• _WHAT YOU HAVE TO DO_
For the records that follow, restate each one word for word and leave the images behind.

Natural-language object grounding data:
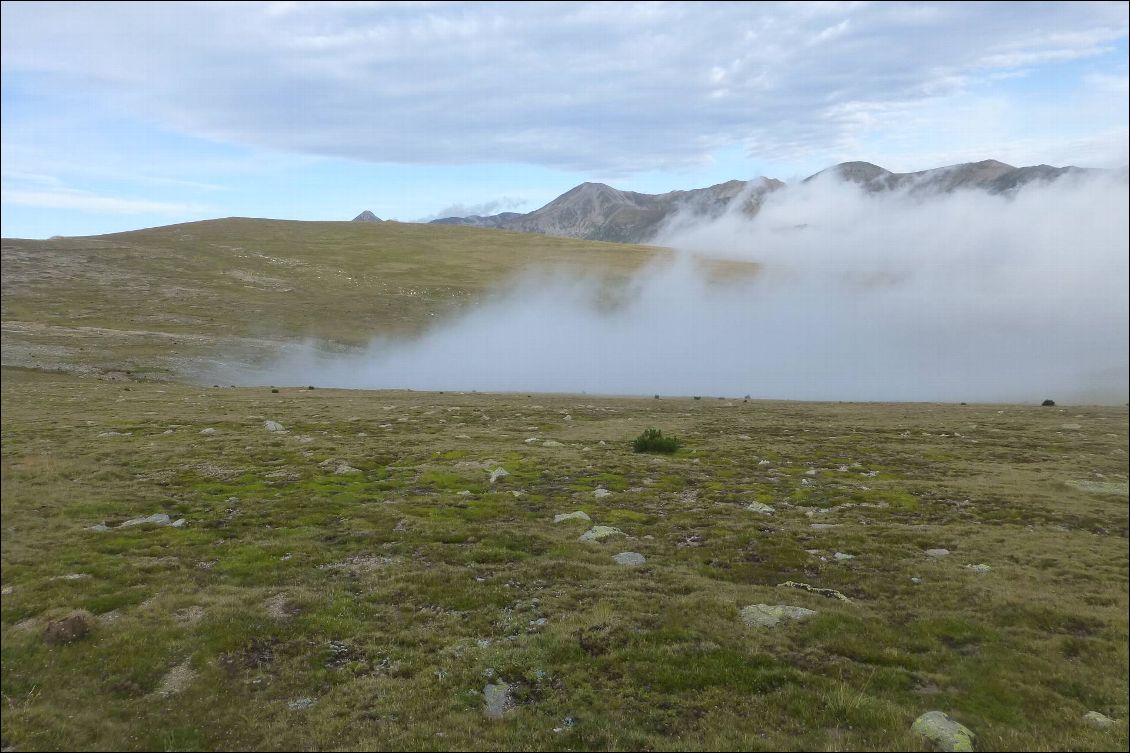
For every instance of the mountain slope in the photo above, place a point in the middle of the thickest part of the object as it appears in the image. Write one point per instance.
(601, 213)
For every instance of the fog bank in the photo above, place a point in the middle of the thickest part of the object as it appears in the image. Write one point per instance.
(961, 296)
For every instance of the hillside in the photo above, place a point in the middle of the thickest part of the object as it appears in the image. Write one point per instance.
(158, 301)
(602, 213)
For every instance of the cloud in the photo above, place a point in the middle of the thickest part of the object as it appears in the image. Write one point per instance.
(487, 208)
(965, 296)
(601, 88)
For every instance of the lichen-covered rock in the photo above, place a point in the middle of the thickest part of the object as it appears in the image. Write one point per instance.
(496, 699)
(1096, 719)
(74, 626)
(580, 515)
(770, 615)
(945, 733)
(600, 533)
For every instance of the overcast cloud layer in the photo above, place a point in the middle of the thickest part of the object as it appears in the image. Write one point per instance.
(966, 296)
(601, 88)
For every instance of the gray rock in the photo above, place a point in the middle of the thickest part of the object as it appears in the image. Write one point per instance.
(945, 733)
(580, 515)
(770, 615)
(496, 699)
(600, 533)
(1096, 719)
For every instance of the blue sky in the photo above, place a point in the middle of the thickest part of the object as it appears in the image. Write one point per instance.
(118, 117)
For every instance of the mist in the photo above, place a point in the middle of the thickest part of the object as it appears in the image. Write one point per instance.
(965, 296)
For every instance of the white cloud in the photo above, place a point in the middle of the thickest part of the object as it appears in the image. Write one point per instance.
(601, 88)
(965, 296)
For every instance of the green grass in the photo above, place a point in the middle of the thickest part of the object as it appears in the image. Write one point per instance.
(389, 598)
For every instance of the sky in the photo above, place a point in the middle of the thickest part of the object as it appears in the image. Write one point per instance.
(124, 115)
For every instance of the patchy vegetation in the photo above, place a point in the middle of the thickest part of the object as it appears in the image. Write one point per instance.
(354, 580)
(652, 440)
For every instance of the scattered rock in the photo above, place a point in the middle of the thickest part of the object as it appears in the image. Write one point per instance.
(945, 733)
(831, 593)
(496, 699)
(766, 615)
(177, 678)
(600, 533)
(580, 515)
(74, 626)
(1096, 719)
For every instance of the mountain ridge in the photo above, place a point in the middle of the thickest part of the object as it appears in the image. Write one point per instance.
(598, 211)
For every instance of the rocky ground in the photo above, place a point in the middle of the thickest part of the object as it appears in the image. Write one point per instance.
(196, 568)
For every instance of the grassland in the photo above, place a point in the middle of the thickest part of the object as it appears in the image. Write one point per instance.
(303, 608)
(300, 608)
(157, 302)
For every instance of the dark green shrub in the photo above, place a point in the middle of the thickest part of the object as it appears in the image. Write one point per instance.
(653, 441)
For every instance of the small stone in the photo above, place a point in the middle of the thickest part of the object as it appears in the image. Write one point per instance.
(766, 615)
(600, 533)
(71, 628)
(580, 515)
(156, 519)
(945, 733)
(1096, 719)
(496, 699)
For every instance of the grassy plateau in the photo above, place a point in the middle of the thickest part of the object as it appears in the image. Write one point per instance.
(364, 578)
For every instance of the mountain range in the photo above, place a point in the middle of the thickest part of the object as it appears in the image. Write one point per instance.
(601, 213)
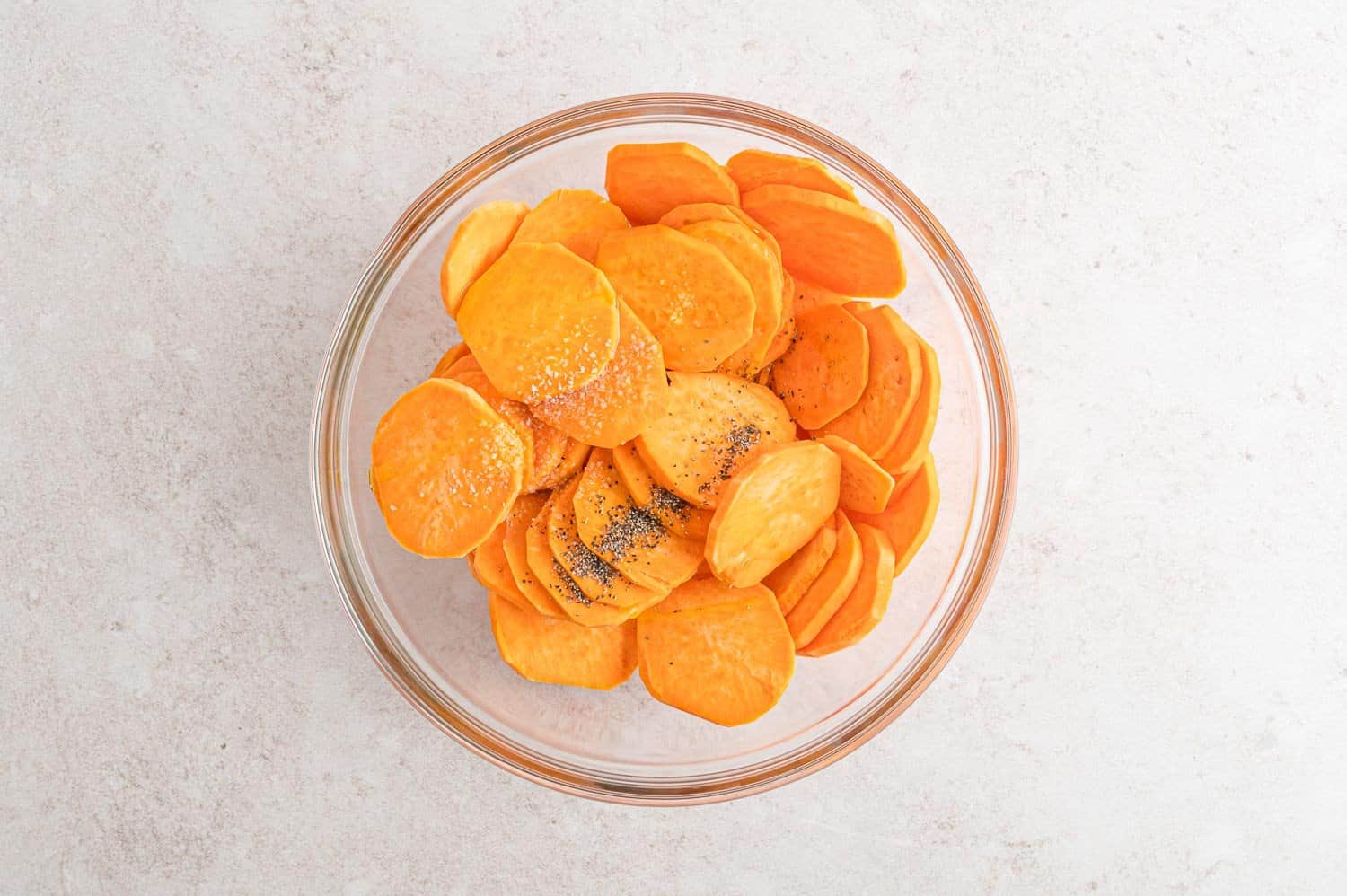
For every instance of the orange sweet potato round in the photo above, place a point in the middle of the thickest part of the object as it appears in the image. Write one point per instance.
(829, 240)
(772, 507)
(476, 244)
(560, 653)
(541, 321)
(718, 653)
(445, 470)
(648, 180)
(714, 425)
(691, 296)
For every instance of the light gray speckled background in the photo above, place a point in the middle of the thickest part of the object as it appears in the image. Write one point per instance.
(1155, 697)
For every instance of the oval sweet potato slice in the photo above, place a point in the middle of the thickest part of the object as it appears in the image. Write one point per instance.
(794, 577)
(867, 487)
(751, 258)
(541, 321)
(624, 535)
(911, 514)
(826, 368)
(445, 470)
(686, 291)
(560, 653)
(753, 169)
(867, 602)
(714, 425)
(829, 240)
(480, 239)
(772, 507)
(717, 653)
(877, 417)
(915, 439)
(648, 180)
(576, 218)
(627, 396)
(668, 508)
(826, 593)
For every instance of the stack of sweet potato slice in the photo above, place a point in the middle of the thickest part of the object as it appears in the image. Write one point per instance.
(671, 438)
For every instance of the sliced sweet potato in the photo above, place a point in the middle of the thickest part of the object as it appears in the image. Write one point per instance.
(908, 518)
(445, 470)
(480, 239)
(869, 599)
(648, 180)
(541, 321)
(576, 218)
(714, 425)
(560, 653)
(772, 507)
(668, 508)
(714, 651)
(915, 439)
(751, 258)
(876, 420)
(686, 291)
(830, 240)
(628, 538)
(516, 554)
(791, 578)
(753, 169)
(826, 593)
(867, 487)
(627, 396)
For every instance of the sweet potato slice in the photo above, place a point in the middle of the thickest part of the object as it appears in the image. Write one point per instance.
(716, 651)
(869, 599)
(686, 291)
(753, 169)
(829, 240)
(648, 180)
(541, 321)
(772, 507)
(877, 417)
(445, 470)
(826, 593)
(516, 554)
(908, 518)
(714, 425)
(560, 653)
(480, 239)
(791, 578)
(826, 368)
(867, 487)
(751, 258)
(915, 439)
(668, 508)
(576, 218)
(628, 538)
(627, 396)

• _RESULT FOR THIS TASK_
For every instance of the mountain slope in the photo above, place a point in the middle of the thickest part of the object as it appears in the image. Write one point per instance.
(601, 213)
For every instance of the fog bank in the photo above, place a point in the middle of the thickest part of the object as it appears in the image. Write one point per instance.
(961, 296)
For every instance of the hillside in the photo above, place a point in the middle of the thickest part of the object as it appears in the image. Write one point per instance.
(158, 301)
(602, 213)
For every instance of the cloud in the photo above, place a point in the middle of the thickest part of the object as it appears in the image. Write one point per instance.
(487, 208)
(965, 296)
(601, 88)
For every instance of the lichen-covered rock in the photo above, place a point in the middle of the thickest part of the object as it appears in the image. Write one point per instance.
(496, 699)
(1096, 719)
(74, 626)
(580, 515)
(770, 615)
(945, 733)
(600, 533)
For every instance of the overcast cloud layer in the photo above, place a point in the middle of the thickest part of the object as it appears in the image. Write one point per instance.
(966, 296)
(601, 88)
For every instance of the gray rock in the photo above, place a point in the middle of the thickest part of the object as it appears in the image. Write one point per instance.
(945, 733)
(580, 515)
(770, 615)
(496, 699)
(600, 533)
(1096, 719)
For every instance of the blue sky in the photo above, place a point in the middle of the thickest part of the object as it appears in the image. Write one point per instance.
(118, 117)
For every instance of the mist in the photo above, place a point in the middle of the thickest part of the object as it appears in the image. Write one point per instance.
(965, 296)
For every instance of the white cloud in the photo above, place a point in the middle of the thickest part of the object as it appears in the image. Write one point per instance.
(601, 88)
(965, 296)
For every instance of the green grass in the photo above, place a point in the middle of the thickest part of the object as it appears in the image. Write one point per instance.
(389, 598)
For every instance of the sky in the photo above, place a point in the middle of the thickest part of the object as it appears in the image. Write one point per instance.
(124, 115)
For every instance of the patchy vegetation in the photo above, place a point in the middle of the thickest part of the object as it appears in the image. Write one point per instance.
(354, 580)
(652, 440)
For every instance of the scattered rock in the photo above, place a point in the middle of the thickest part of the object as it appears in the image. Write one point per instance.
(945, 733)
(831, 593)
(496, 699)
(766, 615)
(177, 678)
(600, 533)
(580, 515)
(74, 626)
(1096, 719)
For every instance of the mountain ridge in the photo above, place a point in the middle of the thickest part of the object as it appears in the image. Write one point per instance.
(598, 211)
For every instance of the rocky ground in the photo above, place a point in the middle of the thickest part of the object as it appears in the image. Write one point per instance.
(196, 568)
For every instance of the grassland in the photo above, place a point in the middle of the thickest part of the object as it appears in the image. Write one point per instance.
(303, 608)
(300, 608)
(157, 302)
For every instance of the dark green shrub in the photo above, place a point in the middle of the thickest part of the object as it appears in the image. Write one point per instance.
(653, 441)
For every instance of the small stone in the photo above, place a point in the middle of the thickest part of the object as it appears in the image. Write one point per instance.
(766, 615)
(600, 533)
(71, 628)
(580, 515)
(156, 519)
(945, 733)
(1096, 719)
(496, 699)
For every instance of the grassy plateau in the photo above, place a point in the middle of the thickest part of the object as it appears in the image. Write one point per instance.
(364, 578)
For every instance of the mountain range in the photo above, place a point in the middle of the thickest part of the object as it appears in the image. Write one point per instance.
(601, 213)
For every instance of the orange sweet potato round in the photo above, place a point in the middle of the thickest part of the object as it appears in the image. Write one point per instance.
(829, 240)
(772, 507)
(476, 244)
(560, 653)
(541, 321)
(718, 653)
(445, 470)
(648, 180)
(714, 425)
(691, 296)
For every instance of the light gray speckled background in the photo above, place a point in the middle of the thickest part of the object as it appears in the image. Write one point per instance.
(1155, 697)
For every instance of the oval sweet potato slice in the photo above, place a point in the middle of the thickest part of the object as it appears in the image. Write one point per instance.
(794, 577)
(867, 487)
(751, 258)
(541, 321)
(624, 535)
(911, 514)
(826, 368)
(445, 470)
(686, 291)
(560, 653)
(753, 169)
(867, 602)
(714, 425)
(829, 240)
(480, 239)
(772, 507)
(717, 653)
(877, 417)
(915, 439)
(648, 180)
(576, 218)
(627, 396)
(668, 508)
(826, 593)
For every instance of the stack of sweet potato slice in the photo above, place a point in the middle of the thickest part of the object as it appears in the image. Write one point per instance.
(671, 438)
For every instance of the sliced sweet potato in the photo above, place a point in the middle of the thickest part of the object as it appears in the image. Write one point per instance.
(908, 518)
(445, 470)
(480, 239)
(869, 599)
(648, 180)
(541, 321)
(576, 218)
(714, 425)
(560, 653)
(772, 507)
(668, 508)
(714, 651)
(915, 439)
(751, 258)
(876, 420)
(686, 291)
(830, 240)
(628, 538)
(516, 554)
(791, 578)
(753, 169)
(826, 593)
(867, 487)
(627, 396)
For every instance of the sweet potato slice in the photo above, place a point in the middle of the thickest part of the object as it appears in the image. Write one point per instance.
(716, 651)
(869, 599)
(686, 291)
(753, 169)
(829, 240)
(648, 180)
(541, 321)
(772, 507)
(877, 417)
(445, 470)
(826, 593)
(516, 554)
(908, 518)
(714, 425)
(560, 653)
(480, 239)
(791, 578)
(826, 368)
(867, 487)
(751, 258)
(915, 439)
(668, 508)
(576, 218)
(628, 538)
(627, 396)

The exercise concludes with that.